Where the listing below has a line containing "Target: rear side window", output that line and all lines after it, verbatim, and no others.
:: Task material
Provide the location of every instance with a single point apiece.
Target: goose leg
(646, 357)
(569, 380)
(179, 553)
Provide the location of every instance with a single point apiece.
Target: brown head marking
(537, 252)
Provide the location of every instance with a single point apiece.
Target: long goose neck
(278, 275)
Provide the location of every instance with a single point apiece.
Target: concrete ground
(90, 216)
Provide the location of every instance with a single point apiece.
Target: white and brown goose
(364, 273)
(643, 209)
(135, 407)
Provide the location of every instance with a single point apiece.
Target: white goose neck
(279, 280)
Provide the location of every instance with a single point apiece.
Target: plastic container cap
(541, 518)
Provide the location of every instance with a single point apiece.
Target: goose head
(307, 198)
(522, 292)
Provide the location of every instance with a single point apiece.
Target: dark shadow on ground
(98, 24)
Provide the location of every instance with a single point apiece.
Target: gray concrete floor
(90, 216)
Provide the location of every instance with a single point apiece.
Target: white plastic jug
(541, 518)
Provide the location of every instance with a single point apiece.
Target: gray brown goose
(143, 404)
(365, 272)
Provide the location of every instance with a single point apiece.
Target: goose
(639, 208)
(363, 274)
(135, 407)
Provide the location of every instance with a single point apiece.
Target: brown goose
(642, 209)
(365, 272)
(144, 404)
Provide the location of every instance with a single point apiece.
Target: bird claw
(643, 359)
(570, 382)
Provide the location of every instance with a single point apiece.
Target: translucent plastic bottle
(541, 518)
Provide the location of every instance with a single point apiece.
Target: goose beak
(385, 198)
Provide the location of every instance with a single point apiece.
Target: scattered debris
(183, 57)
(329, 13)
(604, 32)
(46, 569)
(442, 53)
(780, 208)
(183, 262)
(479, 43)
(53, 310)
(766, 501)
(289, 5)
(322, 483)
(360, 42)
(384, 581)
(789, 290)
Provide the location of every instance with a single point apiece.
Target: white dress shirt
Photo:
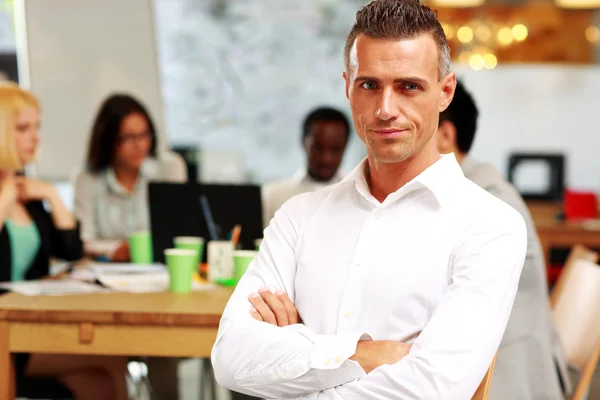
(276, 193)
(436, 264)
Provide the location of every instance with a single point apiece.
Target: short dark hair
(326, 114)
(463, 114)
(399, 19)
(105, 130)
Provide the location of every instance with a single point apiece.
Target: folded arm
(269, 361)
(453, 352)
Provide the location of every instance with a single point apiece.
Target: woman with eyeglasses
(111, 195)
(111, 198)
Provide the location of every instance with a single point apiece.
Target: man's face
(325, 145)
(396, 96)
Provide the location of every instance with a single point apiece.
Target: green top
(24, 245)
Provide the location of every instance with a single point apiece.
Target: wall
(75, 53)
(241, 74)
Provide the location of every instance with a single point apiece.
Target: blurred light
(464, 34)
(578, 3)
(448, 30)
(592, 34)
(476, 62)
(483, 33)
(463, 57)
(458, 3)
(519, 32)
(490, 61)
(505, 36)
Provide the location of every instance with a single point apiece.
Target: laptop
(185, 209)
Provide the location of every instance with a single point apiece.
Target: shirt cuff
(330, 351)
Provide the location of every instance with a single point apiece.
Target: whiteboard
(539, 108)
(72, 54)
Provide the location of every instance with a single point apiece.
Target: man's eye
(368, 85)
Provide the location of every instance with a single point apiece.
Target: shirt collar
(467, 165)
(302, 176)
(439, 178)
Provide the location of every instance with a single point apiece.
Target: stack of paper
(52, 287)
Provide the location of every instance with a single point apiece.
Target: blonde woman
(30, 235)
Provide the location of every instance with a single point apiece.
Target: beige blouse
(108, 214)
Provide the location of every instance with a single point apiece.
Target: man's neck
(318, 179)
(460, 156)
(386, 178)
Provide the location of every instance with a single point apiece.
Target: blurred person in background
(111, 196)
(325, 134)
(111, 199)
(529, 354)
(34, 226)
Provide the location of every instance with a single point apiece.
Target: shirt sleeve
(84, 212)
(451, 355)
(267, 361)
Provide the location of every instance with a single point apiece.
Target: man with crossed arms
(396, 283)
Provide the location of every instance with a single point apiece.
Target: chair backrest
(484, 386)
(578, 252)
(576, 317)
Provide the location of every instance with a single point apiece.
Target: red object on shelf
(580, 205)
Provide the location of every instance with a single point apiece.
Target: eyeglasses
(131, 138)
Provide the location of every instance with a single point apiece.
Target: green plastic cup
(140, 248)
(191, 243)
(241, 260)
(181, 266)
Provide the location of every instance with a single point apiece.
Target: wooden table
(555, 233)
(156, 324)
(559, 234)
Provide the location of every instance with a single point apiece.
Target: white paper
(144, 283)
(52, 287)
(90, 272)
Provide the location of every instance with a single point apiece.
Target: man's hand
(275, 309)
(371, 354)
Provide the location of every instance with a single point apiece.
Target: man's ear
(446, 137)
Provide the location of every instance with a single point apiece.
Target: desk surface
(198, 309)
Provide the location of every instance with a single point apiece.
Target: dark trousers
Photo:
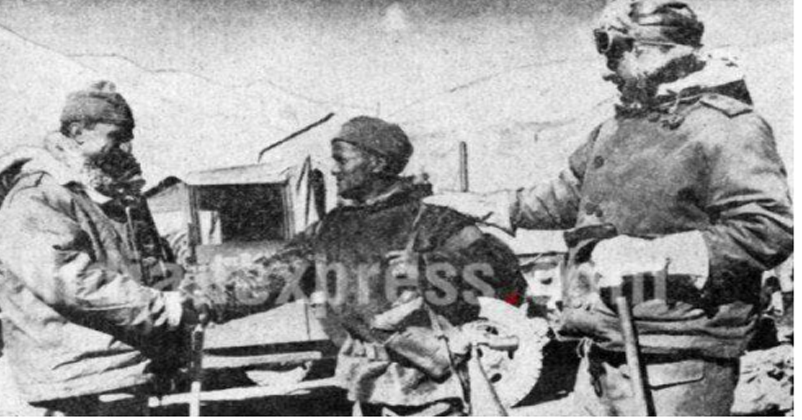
(677, 386)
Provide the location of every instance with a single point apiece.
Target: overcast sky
(352, 51)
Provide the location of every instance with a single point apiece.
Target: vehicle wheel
(513, 373)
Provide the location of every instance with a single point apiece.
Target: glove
(491, 209)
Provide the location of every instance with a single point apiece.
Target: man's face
(107, 147)
(103, 140)
(354, 169)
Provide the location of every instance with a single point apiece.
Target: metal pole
(463, 167)
(196, 369)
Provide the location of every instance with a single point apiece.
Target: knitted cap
(99, 102)
(379, 137)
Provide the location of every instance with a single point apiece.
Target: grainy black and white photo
(396, 208)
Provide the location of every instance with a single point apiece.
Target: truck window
(241, 213)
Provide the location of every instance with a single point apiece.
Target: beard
(115, 174)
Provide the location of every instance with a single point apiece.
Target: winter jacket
(76, 319)
(390, 353)
(700, 169)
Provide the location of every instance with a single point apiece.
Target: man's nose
(126, 147)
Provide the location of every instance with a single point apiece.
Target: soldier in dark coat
(393, 280)
(689, 175)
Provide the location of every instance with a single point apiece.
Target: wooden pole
(463, 167)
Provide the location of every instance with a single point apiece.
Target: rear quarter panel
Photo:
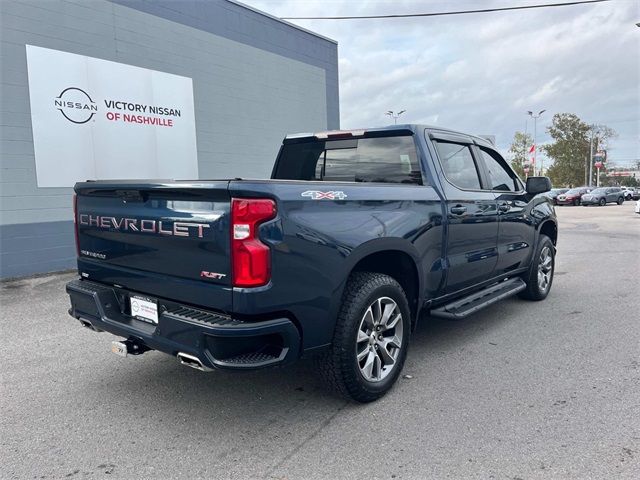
(316, 243)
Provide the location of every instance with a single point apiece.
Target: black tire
(339, 365)
(534, 290)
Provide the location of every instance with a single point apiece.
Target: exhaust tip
(192, 361)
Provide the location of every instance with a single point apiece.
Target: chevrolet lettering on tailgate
(160, 227)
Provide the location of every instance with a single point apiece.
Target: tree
(570, 149)
(519, 150)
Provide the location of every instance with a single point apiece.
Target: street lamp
(535, 140)
(394, 115)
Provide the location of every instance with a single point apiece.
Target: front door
(472, 215)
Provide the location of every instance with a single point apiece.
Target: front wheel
(370, 340)
(540, 275)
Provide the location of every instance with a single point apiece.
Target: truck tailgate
(164, 239)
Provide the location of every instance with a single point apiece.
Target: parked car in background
(572, 197)
(602, 196)
(628, 192)
(553, 194)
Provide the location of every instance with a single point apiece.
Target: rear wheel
(540, 275)
(370, 340)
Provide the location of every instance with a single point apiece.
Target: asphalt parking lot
(520, 390)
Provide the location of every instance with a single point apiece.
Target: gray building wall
(255, 79)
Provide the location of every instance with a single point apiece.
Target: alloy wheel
(379, 339)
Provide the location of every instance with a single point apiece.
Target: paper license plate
(144, 309)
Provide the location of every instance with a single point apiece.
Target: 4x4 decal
(318, 195)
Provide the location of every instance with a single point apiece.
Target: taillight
(75, 223)
(250, 258)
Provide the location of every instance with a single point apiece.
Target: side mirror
(537, 185)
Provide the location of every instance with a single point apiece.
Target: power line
(440, 14)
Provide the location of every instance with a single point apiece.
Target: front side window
(458, 165)
(379, 160)
(500, 178)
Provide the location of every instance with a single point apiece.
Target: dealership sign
(96, 119)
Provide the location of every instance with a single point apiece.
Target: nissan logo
(75, 105)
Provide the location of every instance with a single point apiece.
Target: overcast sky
(480, 73)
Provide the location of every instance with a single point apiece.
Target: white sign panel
(96, 119)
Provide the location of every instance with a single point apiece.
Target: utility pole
(395, 115)
(590, 157)
(535, 139)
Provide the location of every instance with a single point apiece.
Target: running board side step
(478, 300)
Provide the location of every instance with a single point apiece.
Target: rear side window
(458, 165)
(379, 160)
(500, 176)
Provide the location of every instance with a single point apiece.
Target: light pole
::::
Answer:
Target: rear side window
(458, 165)
(379, 160)
(500, 176)
Provide the location of every instance with a single point apiece.
Target: light pole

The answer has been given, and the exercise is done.